◆ Provided material ◆
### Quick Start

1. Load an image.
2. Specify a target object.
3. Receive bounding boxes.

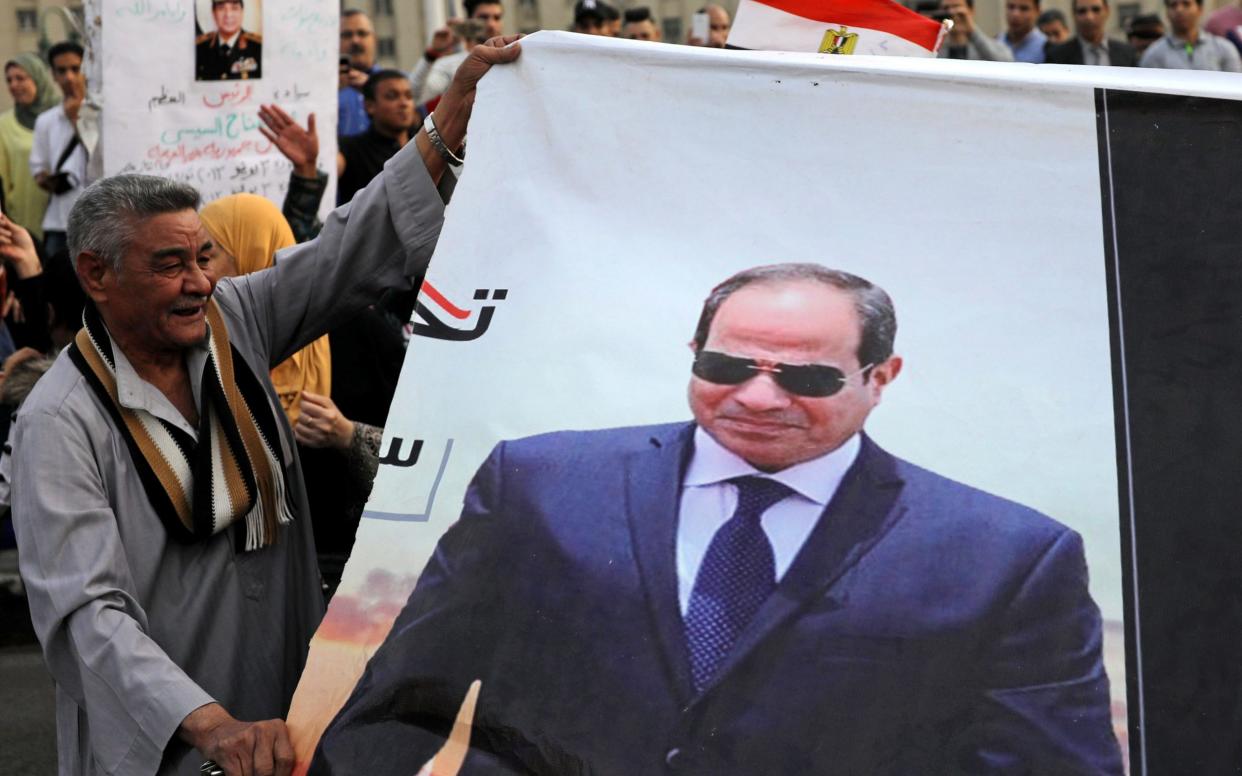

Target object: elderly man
[12,38,518,776]
[311,264,1122,776]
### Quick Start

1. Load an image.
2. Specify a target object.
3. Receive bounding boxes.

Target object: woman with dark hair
[0,53,61,241]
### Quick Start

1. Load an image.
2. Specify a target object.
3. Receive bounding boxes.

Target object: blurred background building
[0,0,1233,111]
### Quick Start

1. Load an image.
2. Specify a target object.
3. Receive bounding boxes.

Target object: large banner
[289,34,1240,774]
[88,0,339,212]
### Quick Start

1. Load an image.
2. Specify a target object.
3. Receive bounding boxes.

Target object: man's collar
[108,333,207,423]
[1165,30,1207,48]
[682,426,862,507]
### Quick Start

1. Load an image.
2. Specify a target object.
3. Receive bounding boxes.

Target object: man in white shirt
[1139,0,1242,73]
[410,0,504,106]
[30,41,87,256]
[309,264,1122,776]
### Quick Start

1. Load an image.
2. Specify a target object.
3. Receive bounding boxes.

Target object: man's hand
[433,35,522,150]
[0,214,43,278]
[258,106,319,178]
[293,391,354,449]
[178,703,293,776]
[940,0,975,40]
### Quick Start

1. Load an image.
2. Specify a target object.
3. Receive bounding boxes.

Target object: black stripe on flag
[1102,89,1242,775]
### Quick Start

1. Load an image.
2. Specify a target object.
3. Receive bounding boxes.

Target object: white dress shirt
[30,104,87,232]
[677,427,862,615]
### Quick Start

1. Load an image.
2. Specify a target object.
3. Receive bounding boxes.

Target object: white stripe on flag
[729,0,935,57]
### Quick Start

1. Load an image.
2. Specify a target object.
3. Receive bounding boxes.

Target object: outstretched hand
[433,35,523,149]
[258,104,319,178]
[179,703,293,776]
[0,214,43,278]
[293,391,354,449]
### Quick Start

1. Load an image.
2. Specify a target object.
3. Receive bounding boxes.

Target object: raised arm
[216,36,519,364]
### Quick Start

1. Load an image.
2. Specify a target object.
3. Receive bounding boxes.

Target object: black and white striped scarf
[68,299,293,550]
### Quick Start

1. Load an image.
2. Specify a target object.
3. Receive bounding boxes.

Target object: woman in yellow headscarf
[199,194,332,425]
[0,53,61,241]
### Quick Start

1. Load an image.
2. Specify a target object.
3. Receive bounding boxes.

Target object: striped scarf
[68,299,293,550]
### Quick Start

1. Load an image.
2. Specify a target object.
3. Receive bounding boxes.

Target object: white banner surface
[92,0,339,212]
[291,34,1236,772]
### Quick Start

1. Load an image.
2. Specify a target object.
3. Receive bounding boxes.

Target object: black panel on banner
[1097,91,1242,775]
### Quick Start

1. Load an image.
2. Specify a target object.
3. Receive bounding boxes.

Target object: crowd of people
[0,0,1242,772]
[927,0,1242,72]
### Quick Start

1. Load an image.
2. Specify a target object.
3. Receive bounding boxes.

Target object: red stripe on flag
[421,281,469,320]
[754,0,940,51]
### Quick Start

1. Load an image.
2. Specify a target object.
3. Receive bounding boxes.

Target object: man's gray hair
[68,175,202,271]
[694,263,897,379]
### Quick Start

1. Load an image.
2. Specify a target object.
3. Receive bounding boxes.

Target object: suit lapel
[625,423,694,704]
[695,435,904,698]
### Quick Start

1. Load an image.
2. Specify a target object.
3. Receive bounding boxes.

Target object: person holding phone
[30,41,87,257]
[337,9,379,138]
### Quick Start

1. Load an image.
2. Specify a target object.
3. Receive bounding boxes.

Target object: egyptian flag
[728,0,946,57]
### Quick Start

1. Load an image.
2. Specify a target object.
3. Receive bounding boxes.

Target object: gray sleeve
[12,412,212,774]
[216,139,445,366]
[970,27,1013,62]
[1216,37,1242,73]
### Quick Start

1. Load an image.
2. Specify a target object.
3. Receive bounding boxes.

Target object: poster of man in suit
[311,263,1122,776]
[281,34,1172,776]
[194,0,263,81]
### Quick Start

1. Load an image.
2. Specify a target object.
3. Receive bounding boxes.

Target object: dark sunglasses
[691,350,874,399]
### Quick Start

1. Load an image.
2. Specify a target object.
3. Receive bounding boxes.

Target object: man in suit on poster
[311,264,1122,775]
[194,0,263,81]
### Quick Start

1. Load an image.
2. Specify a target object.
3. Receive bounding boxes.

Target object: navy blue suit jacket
[311,423,1122,776]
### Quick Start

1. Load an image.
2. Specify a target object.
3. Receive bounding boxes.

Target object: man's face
[340,14,375,70]
[689,281,900,472]
[1040,19,1069,43]
[707,5,732,48]
[1074,0,1108,43]
[625,19,660,41]
[52,51,86,97]
[363,78,414,135]
[1165,0,1203,37]
[92,210,216,354]
[1126,26,1164,55]
[211,0,242,38]
[469,2,504,38]
[940,0,974,29]
[1005,0,1040,37]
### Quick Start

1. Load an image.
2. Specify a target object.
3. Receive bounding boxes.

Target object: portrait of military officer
[309,263,1123,776]
[194,0,263,81]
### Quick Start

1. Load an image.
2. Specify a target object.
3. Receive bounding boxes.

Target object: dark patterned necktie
[686,477,792,692]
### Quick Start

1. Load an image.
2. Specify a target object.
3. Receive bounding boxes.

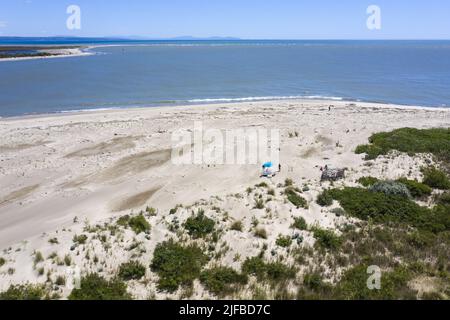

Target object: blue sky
[0,0,450,39]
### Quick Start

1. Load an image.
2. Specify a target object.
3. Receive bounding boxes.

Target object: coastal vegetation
[0,129,450,300]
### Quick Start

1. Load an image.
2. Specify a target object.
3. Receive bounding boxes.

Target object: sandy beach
[0,100,450,298]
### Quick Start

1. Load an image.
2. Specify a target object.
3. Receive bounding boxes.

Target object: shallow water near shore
[0,41,450,117]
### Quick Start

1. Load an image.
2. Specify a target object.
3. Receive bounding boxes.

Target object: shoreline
[0,97,450,123]
[0,46,95,62]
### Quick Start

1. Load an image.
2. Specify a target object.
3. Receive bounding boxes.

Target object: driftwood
[321,169,347,181]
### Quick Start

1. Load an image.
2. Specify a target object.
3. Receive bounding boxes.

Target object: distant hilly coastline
[0,36,242,45]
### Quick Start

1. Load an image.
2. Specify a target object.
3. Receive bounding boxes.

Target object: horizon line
[0,35,450,41]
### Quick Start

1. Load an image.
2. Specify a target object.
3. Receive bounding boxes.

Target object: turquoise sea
[0,38,450,117]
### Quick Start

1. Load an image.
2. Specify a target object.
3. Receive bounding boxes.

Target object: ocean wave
[188,95,344,103]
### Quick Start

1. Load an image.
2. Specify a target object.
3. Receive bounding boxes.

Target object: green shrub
[73,234,88,244]
[255,182,269,188]
[230,221,244,232]
[242,257,296,282]
[200,267,248,297]
[255,199,264,209]
[266,262,297,282]
[312,227,342,250]
[369,181,411,198]
[331,188,450,233]
[316,190,333,207]
[303,273,323,290]
[64,254,72,267]
[335,265,416,300]
[117,215,130,227]
[119,261,146,281]
[0,284,46,300]
[151,240,207,292]
[423,167,450,190]
[276,234,292,248]
[183,210,215,239]
[285,188,308,209]
[69,273,131,300]
[397,178,433,199]
[292,217,308,230]
[355,128,450,162]
[284,179,294,187]
[242,257,267,280]
[128,214,151,234]
[358,177,380,188]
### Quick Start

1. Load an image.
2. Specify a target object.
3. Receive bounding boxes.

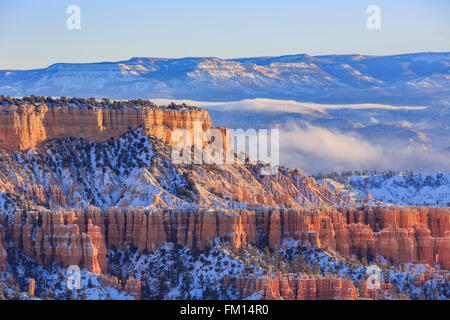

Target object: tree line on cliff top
[0,95,198,110]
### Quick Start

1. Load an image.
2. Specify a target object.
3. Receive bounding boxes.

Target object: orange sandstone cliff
[0,105,212,151]
[0,207,450,273]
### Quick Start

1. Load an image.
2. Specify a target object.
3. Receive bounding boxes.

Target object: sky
[0,0,450,69]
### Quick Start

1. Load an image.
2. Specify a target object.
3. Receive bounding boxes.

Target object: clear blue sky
[0,0,450,69]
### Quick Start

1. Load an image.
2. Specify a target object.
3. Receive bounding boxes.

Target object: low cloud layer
[280,124,450,173]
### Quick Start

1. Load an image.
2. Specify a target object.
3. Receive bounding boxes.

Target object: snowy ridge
[0,53,450,104]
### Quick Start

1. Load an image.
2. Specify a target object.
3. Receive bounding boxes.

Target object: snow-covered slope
[0,53,450,105]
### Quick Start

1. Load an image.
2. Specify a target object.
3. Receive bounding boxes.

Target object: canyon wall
[224,273,357,300]
[0,105,212,151]
[0,207,450,273]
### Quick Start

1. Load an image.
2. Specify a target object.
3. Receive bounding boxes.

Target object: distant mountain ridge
[0,52,450,105]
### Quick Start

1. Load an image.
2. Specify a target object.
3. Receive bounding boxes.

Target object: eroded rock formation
[224,273,357,300]
[0,207,450,273]
[0,105,212,150]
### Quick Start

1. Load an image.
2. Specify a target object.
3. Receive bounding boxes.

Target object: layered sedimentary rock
[0,207,450,273]
[0,105,212,150]
[224,273,357,300]
[0,210,107,274]
[0,225,8,272]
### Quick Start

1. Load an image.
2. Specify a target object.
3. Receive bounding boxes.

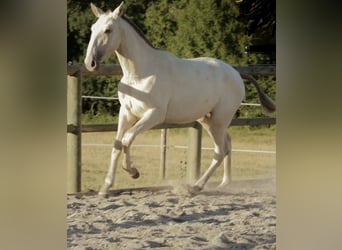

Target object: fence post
[67,71,82,193]
[187,123,202,183]
[160,128,167,180]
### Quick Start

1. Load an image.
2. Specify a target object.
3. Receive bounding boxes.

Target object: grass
[82,126,276,191]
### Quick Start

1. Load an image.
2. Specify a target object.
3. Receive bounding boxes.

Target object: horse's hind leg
[189,121,231,193]
[219,133,232,188]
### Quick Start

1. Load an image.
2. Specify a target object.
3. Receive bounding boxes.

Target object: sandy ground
[67,179,276,250]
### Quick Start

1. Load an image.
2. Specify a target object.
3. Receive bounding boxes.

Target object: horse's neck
[116,18,155,79]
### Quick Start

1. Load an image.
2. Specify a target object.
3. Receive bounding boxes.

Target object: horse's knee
[114,140,122,151]
[214,153,225,161]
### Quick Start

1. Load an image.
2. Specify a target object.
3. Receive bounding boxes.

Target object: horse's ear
[90,3,104,17]
[112,2,124,18]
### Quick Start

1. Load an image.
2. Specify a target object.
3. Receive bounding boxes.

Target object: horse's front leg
[122,146,140,179]
[99,106,136,196]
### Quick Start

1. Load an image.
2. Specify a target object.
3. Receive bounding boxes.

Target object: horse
[84,2,275,196]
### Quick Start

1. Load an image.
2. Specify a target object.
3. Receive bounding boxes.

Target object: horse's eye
[105,29,112,34]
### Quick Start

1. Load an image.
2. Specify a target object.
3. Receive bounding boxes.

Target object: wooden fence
[67,64,276,193]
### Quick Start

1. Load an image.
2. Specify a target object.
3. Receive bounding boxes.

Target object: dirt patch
[67,179,276,249]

◆ Exercise details ◆
Extract every line in the records that contains the word "suit". Treat uppercase and lowercase as different.

◆ Written solution ◆
Target object: suit lapel
Target object: poster of man in suit
Target object: man in suit on poster
Target object: navy blue suit jacket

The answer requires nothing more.